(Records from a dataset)
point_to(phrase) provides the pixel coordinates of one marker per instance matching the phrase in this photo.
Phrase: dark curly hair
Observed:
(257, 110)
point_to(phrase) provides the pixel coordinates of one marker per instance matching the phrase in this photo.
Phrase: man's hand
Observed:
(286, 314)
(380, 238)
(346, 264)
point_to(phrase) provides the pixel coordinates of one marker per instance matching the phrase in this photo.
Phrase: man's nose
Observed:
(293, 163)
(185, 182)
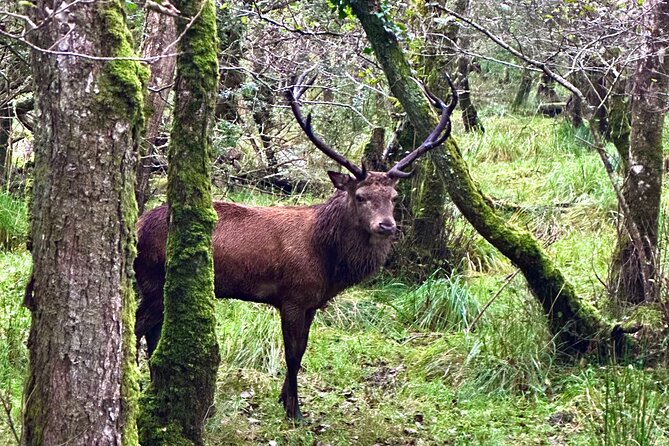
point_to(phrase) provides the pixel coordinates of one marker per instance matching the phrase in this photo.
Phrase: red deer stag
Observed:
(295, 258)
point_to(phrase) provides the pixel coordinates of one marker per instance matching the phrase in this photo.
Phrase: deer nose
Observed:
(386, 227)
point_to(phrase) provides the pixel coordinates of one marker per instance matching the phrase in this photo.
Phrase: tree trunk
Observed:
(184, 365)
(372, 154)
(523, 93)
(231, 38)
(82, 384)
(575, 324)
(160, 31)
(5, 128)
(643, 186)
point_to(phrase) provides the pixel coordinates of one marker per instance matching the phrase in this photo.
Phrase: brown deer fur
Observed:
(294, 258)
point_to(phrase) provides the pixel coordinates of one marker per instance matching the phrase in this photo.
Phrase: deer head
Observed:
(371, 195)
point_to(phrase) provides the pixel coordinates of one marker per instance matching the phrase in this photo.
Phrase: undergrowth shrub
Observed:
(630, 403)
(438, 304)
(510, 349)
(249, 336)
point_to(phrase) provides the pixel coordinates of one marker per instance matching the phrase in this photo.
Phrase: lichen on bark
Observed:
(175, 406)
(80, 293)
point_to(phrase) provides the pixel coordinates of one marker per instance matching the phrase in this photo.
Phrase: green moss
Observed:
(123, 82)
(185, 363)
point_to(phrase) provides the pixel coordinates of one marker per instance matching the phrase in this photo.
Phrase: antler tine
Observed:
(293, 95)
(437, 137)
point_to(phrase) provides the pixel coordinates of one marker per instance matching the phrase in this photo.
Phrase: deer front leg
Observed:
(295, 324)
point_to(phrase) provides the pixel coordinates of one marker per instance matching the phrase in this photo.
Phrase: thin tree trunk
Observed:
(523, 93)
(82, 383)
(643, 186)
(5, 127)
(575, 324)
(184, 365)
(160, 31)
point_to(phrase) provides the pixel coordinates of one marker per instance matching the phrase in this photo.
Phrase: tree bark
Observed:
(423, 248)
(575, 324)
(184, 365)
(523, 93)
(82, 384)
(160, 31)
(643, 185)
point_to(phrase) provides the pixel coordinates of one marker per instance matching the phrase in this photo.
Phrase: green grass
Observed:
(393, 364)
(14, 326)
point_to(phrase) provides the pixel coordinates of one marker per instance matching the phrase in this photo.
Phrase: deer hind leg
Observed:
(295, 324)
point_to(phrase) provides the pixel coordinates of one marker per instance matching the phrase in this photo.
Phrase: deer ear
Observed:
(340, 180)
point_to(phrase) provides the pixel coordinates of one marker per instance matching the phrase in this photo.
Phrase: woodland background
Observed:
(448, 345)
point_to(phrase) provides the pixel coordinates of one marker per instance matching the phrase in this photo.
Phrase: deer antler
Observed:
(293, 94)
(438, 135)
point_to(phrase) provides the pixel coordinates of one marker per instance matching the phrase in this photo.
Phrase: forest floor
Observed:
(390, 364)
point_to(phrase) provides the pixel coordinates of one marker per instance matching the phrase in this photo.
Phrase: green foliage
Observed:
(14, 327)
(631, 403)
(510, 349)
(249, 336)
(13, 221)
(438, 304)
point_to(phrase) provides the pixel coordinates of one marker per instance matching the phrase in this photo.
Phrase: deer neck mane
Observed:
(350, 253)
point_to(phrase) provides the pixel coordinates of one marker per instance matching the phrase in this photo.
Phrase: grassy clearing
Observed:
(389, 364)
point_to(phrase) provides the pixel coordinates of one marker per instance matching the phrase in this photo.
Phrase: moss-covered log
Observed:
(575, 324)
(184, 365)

==

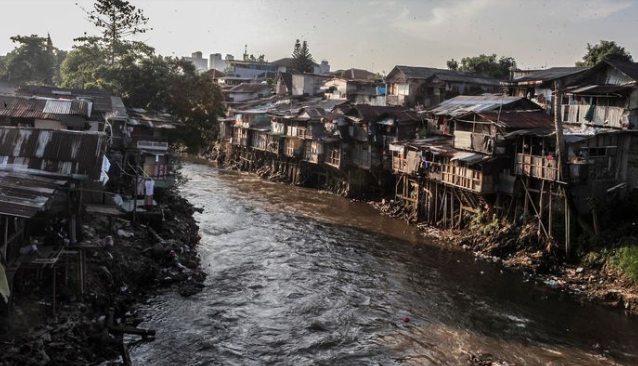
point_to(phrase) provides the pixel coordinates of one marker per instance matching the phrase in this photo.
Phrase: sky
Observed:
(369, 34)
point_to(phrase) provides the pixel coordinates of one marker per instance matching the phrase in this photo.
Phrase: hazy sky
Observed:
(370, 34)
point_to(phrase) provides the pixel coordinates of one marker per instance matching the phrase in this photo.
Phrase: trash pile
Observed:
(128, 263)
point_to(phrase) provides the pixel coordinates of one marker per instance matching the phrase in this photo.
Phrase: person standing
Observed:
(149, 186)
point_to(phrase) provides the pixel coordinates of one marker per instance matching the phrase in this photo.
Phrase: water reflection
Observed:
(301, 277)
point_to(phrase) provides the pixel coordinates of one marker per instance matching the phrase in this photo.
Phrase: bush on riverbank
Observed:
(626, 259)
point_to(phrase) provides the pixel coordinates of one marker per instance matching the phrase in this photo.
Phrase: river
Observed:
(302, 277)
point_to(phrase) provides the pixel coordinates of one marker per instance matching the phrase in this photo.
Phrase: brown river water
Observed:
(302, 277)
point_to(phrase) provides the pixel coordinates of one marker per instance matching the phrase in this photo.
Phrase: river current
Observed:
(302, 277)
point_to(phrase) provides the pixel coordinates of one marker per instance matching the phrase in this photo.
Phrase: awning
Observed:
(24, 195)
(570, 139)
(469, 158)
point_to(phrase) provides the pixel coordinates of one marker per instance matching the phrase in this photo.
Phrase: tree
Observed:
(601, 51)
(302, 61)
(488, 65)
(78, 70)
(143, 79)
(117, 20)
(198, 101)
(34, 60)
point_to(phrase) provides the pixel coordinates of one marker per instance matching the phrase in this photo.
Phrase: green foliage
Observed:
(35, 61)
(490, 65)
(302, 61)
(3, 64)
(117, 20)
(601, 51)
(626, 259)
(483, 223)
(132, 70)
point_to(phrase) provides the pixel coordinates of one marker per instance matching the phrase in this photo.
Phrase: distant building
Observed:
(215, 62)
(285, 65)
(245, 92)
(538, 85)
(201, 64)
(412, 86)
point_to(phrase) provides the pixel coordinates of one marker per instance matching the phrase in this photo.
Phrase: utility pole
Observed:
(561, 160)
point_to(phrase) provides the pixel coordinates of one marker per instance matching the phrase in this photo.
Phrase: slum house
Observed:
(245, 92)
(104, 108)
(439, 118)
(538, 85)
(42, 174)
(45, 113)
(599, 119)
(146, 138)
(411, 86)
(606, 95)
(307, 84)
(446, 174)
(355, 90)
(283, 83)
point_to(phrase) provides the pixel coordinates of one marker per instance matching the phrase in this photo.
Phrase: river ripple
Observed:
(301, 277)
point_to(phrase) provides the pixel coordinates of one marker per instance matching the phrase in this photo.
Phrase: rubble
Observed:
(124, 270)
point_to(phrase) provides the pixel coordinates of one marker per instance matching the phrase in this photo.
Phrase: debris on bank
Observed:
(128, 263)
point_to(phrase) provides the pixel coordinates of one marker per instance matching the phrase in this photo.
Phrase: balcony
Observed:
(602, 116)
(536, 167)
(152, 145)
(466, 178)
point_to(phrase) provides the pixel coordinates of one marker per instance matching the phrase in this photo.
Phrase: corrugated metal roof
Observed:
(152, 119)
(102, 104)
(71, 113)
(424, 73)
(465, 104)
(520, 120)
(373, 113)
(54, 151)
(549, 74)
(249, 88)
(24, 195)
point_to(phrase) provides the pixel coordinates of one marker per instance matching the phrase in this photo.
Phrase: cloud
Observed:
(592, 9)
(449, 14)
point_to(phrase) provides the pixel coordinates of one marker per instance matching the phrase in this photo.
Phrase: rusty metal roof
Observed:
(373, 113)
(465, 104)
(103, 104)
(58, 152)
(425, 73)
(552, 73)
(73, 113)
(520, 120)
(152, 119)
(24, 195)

#### Task instructions
Read the data above. Pull out each line in which the string "antler" appears.

#### Solution to the exercise
Phrase: antler tine
Phrase: deer antler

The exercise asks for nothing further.